**ACTIVITY**
Each record that follows is to be transcribed exactly, excluding its images.

**PROVIDED MATERIAL**
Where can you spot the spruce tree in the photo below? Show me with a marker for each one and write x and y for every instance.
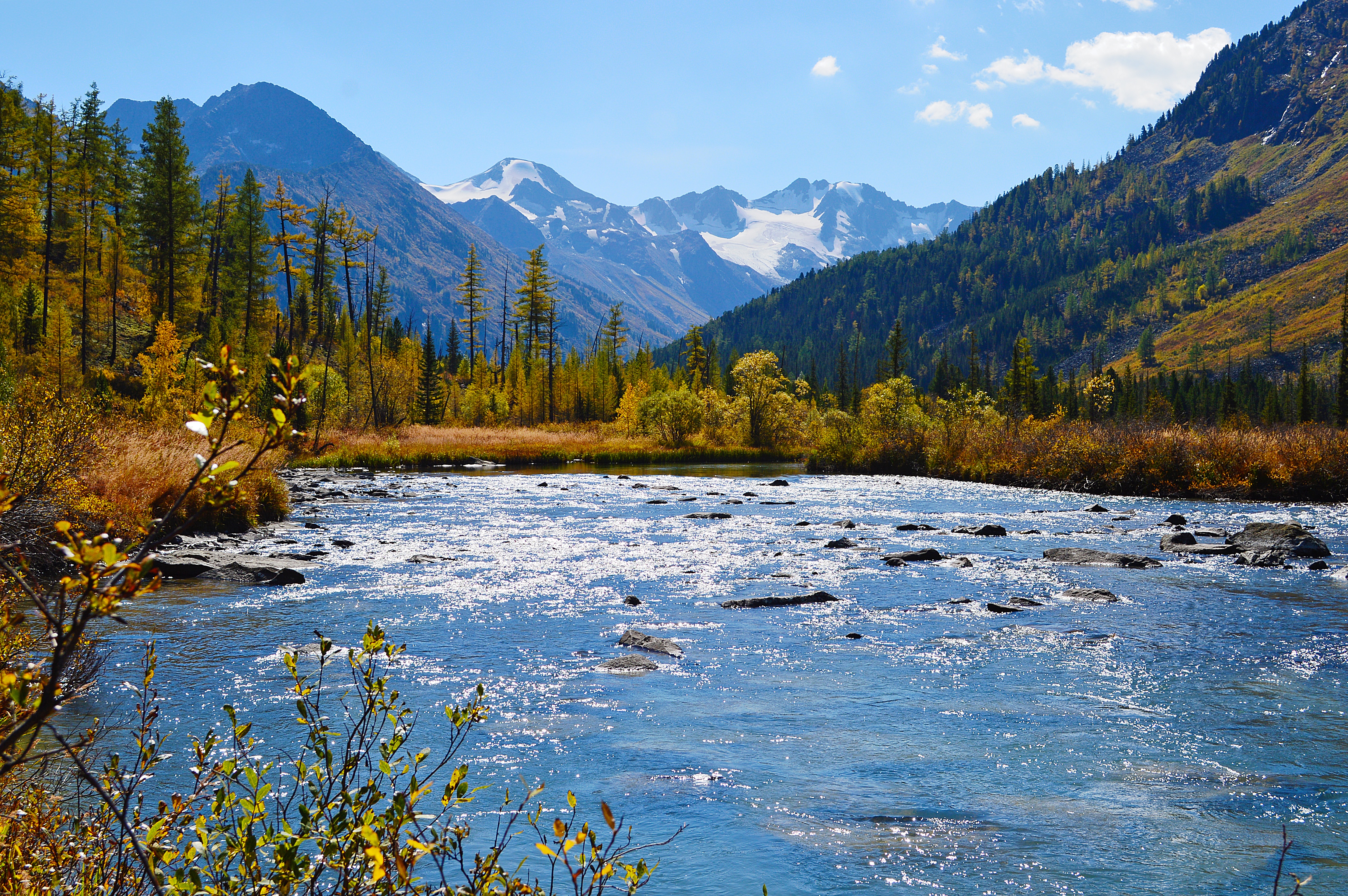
(431, 389)
(249, 267)
(472, 296)
(1342, 410)
(166, 203)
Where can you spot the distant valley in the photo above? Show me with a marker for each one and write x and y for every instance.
(700, 254)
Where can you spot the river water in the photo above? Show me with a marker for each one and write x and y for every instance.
(1151, 746)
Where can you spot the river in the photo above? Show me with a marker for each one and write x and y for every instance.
(1151, 746)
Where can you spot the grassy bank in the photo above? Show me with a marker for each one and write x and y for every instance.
(1290, 464)
(431, 447)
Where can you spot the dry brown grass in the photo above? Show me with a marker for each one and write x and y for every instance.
(138, 473)
(1307, 463)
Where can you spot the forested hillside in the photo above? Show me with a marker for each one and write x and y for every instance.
(1183, 234)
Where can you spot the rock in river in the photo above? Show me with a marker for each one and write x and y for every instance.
(1088, 557)
(630, 664)
(1289, 538)
(1262, 558)
(796, 600)
(631, 638)
(989, 530)
(1091, 595)
(925, 554)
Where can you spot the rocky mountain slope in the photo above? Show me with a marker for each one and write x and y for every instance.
(421, 242)
(1222, 227)
(699, 253)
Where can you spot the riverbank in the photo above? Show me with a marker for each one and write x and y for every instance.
(425, 448)
(1288, 464)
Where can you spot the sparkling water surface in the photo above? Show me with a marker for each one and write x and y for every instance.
(1151, 746)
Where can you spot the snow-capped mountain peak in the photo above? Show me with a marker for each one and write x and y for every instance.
(711, 250)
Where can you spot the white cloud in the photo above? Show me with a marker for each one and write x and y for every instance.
(940, 52)
(826, 68)
(1142, 71)
(979, 115)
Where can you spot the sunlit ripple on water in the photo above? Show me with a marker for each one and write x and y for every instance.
(1148, 746)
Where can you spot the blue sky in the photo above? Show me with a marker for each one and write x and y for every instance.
(630, 100)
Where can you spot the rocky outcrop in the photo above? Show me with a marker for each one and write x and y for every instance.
(986, 532)
(630, 664)
(1289, 538)
(227, 567)
(1088, 557)
(796, 600)
(1091, 595)
(631, 638)
(914, 557)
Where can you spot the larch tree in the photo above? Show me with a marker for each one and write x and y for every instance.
(431, 389)
(166, 201)
(472, 297)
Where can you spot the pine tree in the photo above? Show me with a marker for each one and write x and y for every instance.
(896, 354)
(249, 267)
(1342, 410)
(695, 357)
(166, 201)
(89, 165)
(472, 296)
(431, 389)
(1148, 348)
(453, 348)
(1305, 406)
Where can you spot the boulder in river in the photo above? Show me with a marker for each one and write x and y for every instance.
(925, 554)
(1290, 538)
(630, 664)
(224, 567)
(631, 638)
(1262, 558)
(796, 600)
(987, 530)
(1172, 542)
(1088, 557)
(1091, 595)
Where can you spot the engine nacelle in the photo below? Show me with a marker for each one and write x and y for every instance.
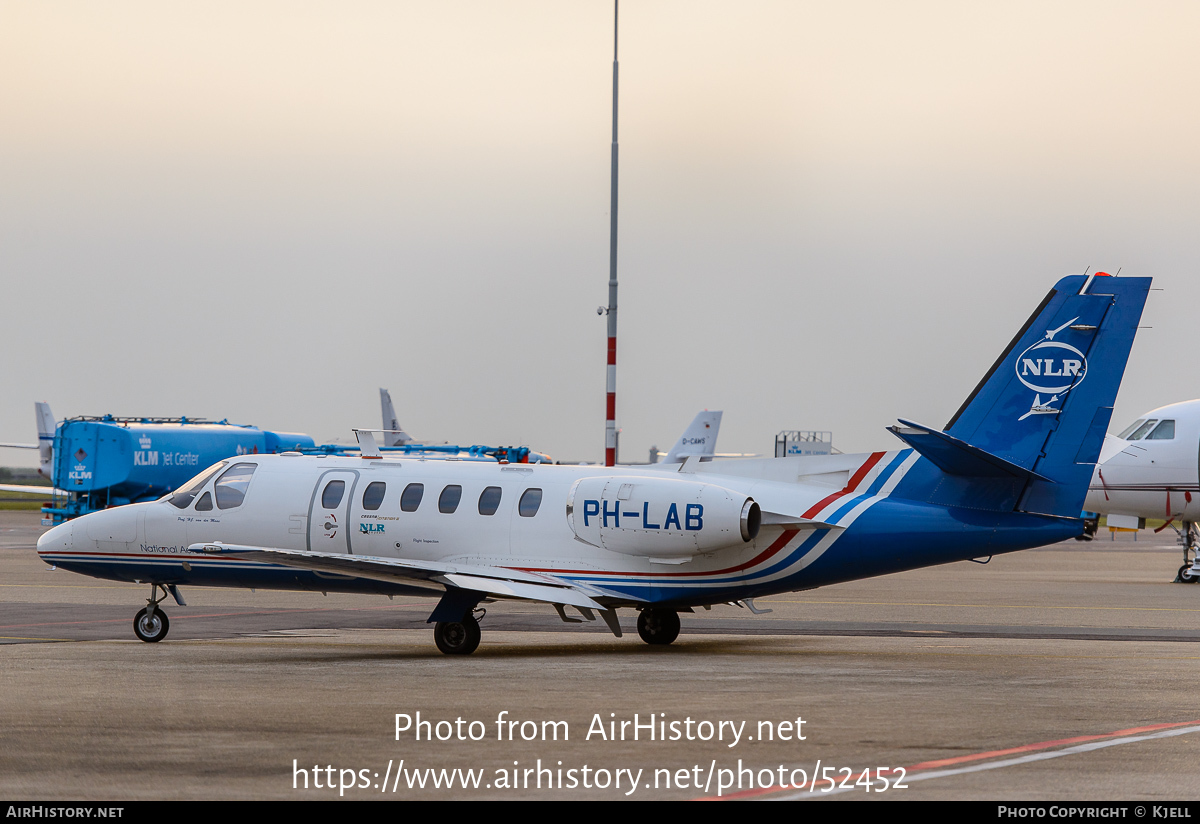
(660, 517)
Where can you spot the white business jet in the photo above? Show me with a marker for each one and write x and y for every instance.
(1152, 470)
(1009, 471)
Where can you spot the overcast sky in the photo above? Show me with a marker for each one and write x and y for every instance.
(831, 214)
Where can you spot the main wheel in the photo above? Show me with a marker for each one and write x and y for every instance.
(658, 626)
(457, 637)
(151, 627)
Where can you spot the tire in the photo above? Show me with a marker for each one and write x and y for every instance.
(151, 629)
(457, 637)
(658, 626)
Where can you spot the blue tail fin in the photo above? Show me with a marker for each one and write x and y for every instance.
(1045, 403)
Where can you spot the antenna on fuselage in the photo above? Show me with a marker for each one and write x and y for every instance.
(610, 427)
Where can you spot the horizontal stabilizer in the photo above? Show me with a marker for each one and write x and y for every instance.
(958, 457)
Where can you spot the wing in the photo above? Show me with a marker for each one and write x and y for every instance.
(31, 489)
(495, 581)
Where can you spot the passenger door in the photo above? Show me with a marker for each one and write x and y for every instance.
(329, 511)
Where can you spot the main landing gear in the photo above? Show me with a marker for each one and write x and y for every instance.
(457, 637)
(658, 626)
(151, 625)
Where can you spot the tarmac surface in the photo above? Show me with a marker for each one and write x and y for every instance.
(1055, 674)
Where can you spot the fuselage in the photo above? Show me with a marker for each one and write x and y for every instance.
(654, 535)
(1153, 470)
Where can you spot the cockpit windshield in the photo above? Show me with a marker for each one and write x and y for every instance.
(1143, 429)
(184, 494)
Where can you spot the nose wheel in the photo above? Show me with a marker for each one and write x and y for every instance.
(151, 625)
(1188, 541)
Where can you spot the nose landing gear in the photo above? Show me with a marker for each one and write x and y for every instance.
(151, 625)
(1188, 541)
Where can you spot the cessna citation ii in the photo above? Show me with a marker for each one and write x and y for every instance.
(1152, 470)
(1009, 471)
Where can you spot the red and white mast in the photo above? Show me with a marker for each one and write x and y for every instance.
(610, 427)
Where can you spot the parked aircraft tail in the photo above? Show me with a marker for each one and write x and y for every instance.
(393, 434)
(1029, 435)
(697, 440)
(45, 438)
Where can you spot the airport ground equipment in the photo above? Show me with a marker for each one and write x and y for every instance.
(108, 461)
(102, 462)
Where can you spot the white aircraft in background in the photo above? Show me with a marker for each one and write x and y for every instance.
(1152, 470)
(1009, 471)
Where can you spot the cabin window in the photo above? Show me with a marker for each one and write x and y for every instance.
(231, 487)
(373, 495)
(411, 498)
(449, 499)
(1164, 431)
(1143, 429)
(184, 495)
(333, 494)
(529, 501)
(1128, 431)
(490, 500)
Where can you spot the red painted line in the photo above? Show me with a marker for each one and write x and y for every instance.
(779, 543)
(977, 757)
(850, 487)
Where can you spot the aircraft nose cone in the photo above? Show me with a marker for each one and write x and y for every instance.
(57, 540)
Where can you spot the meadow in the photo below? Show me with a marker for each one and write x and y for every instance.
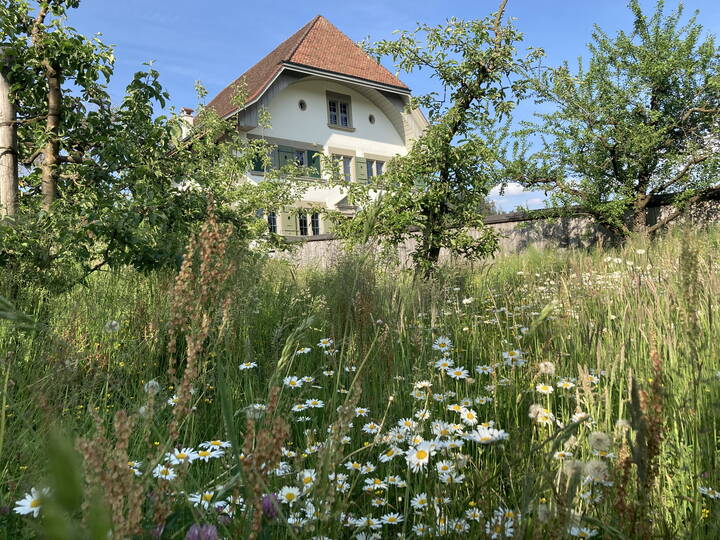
(547, 394)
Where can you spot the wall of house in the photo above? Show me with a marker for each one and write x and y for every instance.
(311, 125)
(515, 233)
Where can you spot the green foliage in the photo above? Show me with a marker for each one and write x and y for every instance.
(640, 119)
(437, 190)
(132, 183)
(651, 330)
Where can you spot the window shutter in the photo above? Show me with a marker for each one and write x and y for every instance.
(286, 156)
(360, 170)
(314, 163)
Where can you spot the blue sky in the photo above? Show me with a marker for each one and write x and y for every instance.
(217, 40)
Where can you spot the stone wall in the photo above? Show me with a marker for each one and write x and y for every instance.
(516, 231)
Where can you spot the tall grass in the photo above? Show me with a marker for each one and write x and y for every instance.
(623, 452)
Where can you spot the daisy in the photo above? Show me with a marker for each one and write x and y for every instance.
(201, 499)
(418, 456)
(292, 382)
(314, 403)
(565, 384)
(288, 495)
(390, 454)
(485, 370)
(545, 389)
(215, 444)
(442, 344)
(443, 364)
(206, 455)
(458, 373)
(419, 501)
(392, 518)
(164, 472)
(32, 502)
(186, 455)
(371, 428)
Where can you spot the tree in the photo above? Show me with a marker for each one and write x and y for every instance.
(107, 185)
(438, 188)
(642, 120)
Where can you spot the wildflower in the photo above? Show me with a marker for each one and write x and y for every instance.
(485, 370)
(390, 454)
(206, 455)
(469, 417)
(164, 472)
(392, 518)
(314, 403)
(201, 499)
(419, 501)
(307, 478)
(418, 456)
(596, 469)
(32, 502)
(444, 363)
(215, 444)
(152, 387)
(458, 373)
(292, 382)
(288, 495)
(186, 455)
(545, 389)
(582, 532)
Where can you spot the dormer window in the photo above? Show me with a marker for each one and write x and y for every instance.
(339, 111)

**YOUR RESPONSE**
Where can you spot the spruce tree in the photo below? Show me with a marker for each one and write x and y for every instance.
(431, 389)
(249, 267)
(472, 296)
(1342, 410)
(166, 203)
Where can you spot the distant valley in the photo above? Show me with a marker for each one and write x and y for every instance.
(700, 254)
Where can you spot the river water in the photo above? Show me with a marker for each one and write x and y for every instance.
(1151, 746)
Where can you spot the river in the photo above? Show me with a marker for each one and write x and y for every instance.
(1151, 746)
Where can you spot the grassy bank in the photo above? Show me with a marker for each one and write x and y for every instance.
(1290, 464)
(431, 447)
Where can you spot the dry brown grass in the photo above? Show me with a marker for each one and write x and y for every instance.
(138, 473)
(1307, 463)
Where can you spot the forested hillside in the photo above? Show me with a marker for each one and write x and y for every instance.
(1183, 234)
Where can you spot the rock in river in the photo above? Show me with a marker for each one and write x and y for every instance.
(1088, 557)
(630, 664)
(1289, 538)
(1262, 558)
(796, 600)
(631, 638)
(989, 530)
(1091, 595)
(925, 554)
Where can you spot the rocky mountain slope in the photo above? Show me with a marker for each one and write x and y for every instance.
(421, 242)
(1222, 227)
(699, 253)
Where can you spot the riverbank in the photo above? Show me with a marker for each one and write x and y for every instance.
(425, 448)
(1288, 464)
Where can you spot the sparkling water surface in the photo above? Show me with a marker for each one and write x and y for every instance.
(1151, 746)
Where can you spot the snow-capped mountain peak in the photo above? Show me with a marker for each one and write x and y for every instance.
(711, 250)
Where can you spot the white cloud in the photo above? Show me with a marker for each one and write x and y for every instance.
(940, 52)
(826, 68)
(1142, 71)
(979, 115)
Where can you spot the sunlit ripple on water in the photo above? Show me with a marker for each one and write x and y for every instance.
(1148, 746)
Where can you spot the blue sky in the photo above? Show me with a marker for each one and write x and y for every instance.
(630, 100)
Where can you spot the rocky outcrop in the photo above? Show me with a marker for each one and write x and y for every instance.
(986, 532)
(630, 664)
(1289, 538)
(227, 567)
(1088, 557)
(796, 600)
(1091, 595)
(631, 638)
(914, 557)
Where can you spot the larch tree in the photo above? Show me with a marker for each one and write x and y for every instance.
(431, 389)
(166, 201)
(472, 297)
Where can you spot the pine tree in the photo above? Show me with a marker for each one and write x and y for every instance.
(896, 354)
(249, 267)
(1342, 410)
(695, 357)
(166, 201)
(89, 165)
(472, 296)
(431, 389)
(1148, 348)
(453, 348)
(1305, 406)
Where can you spot the boulder in river in the photo above? Show me with a marker for each one and write x and y for every instance.
(925, 554)
(1290, 538)
(630, 664)
(224, 567)
(631, 638)
(1262, 558)
(796, 600)
(987, 530)
(1172, 542)
(1088, 557)
(1091, 595)
Where can you spot the engine nacelle in the photo below? Show me with a marker for each one and write x and y for every instance.
(660, 517)
Where can you spot the white business jet in the photo above? Show me with a marker for each one and write x and y for every instance.
(1152, 470)
(1009, 471)
Where can you spot the overcast sky in the photo above? Show me with a marker for each one and write x and y for every instance.
(831, 214)
Where can you spot the main wheel in the photo above? Show me with a marker for each one and write x and y for every instance.
(658, 626)
(457, 637)
(151, 627)
Where can you spot the tire in the photo above? Show me with a marker for each one and write x and y for every instance.
(151, 629)
(457, 637)
(658, 626)
Where can you spot the blue tail fin in the photo above? Show me with a marker for each one and write x and y for every instance.
(1045, 403)
Where can you spot the antenna on fuselage in the photo above? Show me with a marker for each one and write x and y for every instance.
(610, 427)
Where can you spot the horizontal stabilizer in the photo above? Show me with a marker for each one and write x and y for every instance.
(958, 457)
Where can you spot the wing in the photo above? Show me with a marker for each one and write x and y for every instance.
(31, 489)
(495, 581)
Where can you spot the passenger door in the photo above? Show me with a marker for each one and write x and y for every instance.
(329, 511)
Where can you spot the main landing gear in the photo above? Show me with a marker for each one and write x and y for every instance.
(457, 637)
(658, 626)
(151, 625)
Where can you spot the tarmac surface in the photo above? Show me with a marker for each one and write x and y for every instance.
(1055, 674)
Where can you spot the fuselage in the photo above? Show me with a marker for each one and write x and y for every instance.
(654, 535)
(1153, 470)
Where can you spot the cockpit windshield in the photo above? Show me with a marker for each one and write x and y for every instance.
(1143, 429)
(184, 494)
Where can you spot the nose wheel in the photo above? Show me with a marker for each one and write x and y for every instance.
(151, 625)
(1188, 541)
Where can you spot the nose landing gear in the photo above? Show me with a marker for each one and write x and y for every instance.
(151, 625)
(1188, 541)
Where can you spot the cessna citation ii in the photo above? Show me with a marker for each one and write x and y for every instance.
(1152, 470)
(1009, 471)
Where can you spot the red and white mast in the photo above? Show me with a marker for each one and write x and y for every instance.
(610, 427)
Where can you spot the parked aircraft tail in the photo above? Show me with a marker for each one and write x and y for every instance.
(393, 434)
(1029, 435)
(697, 440)
(45, 438)
Where can you spot the airport ground equipment in the photo above? Show me with a marker for each one and write x and y for every instance.
(108, 461)
(102, 462)
Where can you spot the white aircraft in background in the photo above? Show me with a marker for each one and write x and y for every instance.
(1152, 470)
(1009, 471)
Where can you spot the cabin window in the photo above? Show me with a marker for each one and write x and y for every instance.
(231, 487)
(373, 495)
(411, 498)
(449, 499)
(1164, 431)
(1143, 429)
(184, 495)
(333, 494)
(529, 501)
(1128, 431)
(490, 500)
Where can you spot the red painted line in the photo above? Show me with a marker for each one and write x and y for every instance.
(779, 543)
(977, 757)
(850, 487)
Where can you spot the aircraft nose cone in the photo above? Show me with a marker for each one and write x and y for every instance.
(57, 540)
Where can you spot the meadow in the photo below? Show me with a marker for each one and write x and y for every instance.
(547, 394)
Where can you spot the wall of house in the photo above? Show me with a marker for each one and write x and y for every instance.
(311, 125)
(515, 233)
Where can you spot the green foliage in the photo above? Show me with a marker for each one and write x and y for every instance.
(640, 119)
(437, 190)
(132, 183)
(651, 330)
Where can you spot the window shutter in the photo above? Show me with a marker for each one and write x and y for every instance.
(286, 156)
(360, 170)
(314, 163)
Where can you spot the blue sky in the photo above? Show me with a marker for each one and write x and y for every instance.
(217, 40)
Where can you spot the stone wall in the photo above? Show me with a marker for each one and write x and y for every instance.
(516, 231)
Where can you spot the tall grass in the photo above? Show me with a marker for each one and write x and y for every instance.
(623, 452)
Where can you spot the daisy in the photo above? Show me with a marker for each one and write x and y for every instance.
(201, 499)
(418, 456)
(292, 382)
(314, 403)
(565, 384)
(288, 495)
(390, 454)
(485, 370)
(545, 389)
(215, 444)
(442, 344)
(443, 364)
(206, 455)
(458, 373)
(419, 501)
(392, 518)
(164, 472)
(32, 502)
(186, 455)
(371, 428)
Where can you spot the tree in the photo above? Show me with a marker for each one and write x and y for every instance.
(107, 185)
(438, 188)
(642, 120)
Where can you spot the wildflower in the photo above? Show me with a marker for each one and write x and y for every instance.
(485, 370)
(390, 454)
(206, 455)
(469, 417)
(164, 472)
(392, 518)
(314, 403)
(201, 499)
(419, 501)
(307, 478)
(418, 456)
(596, 469)
(32, 502)
(444, 363)
(215, 444)
(152, 387)
(458, 373)
(292, 382)
(288, 495)
(186, 455)
(545, 389)
(582, 532)
Where can you spot the dormer window in the photo above? Show me with a marker for each one and write x and y for every instance.
(339, 111)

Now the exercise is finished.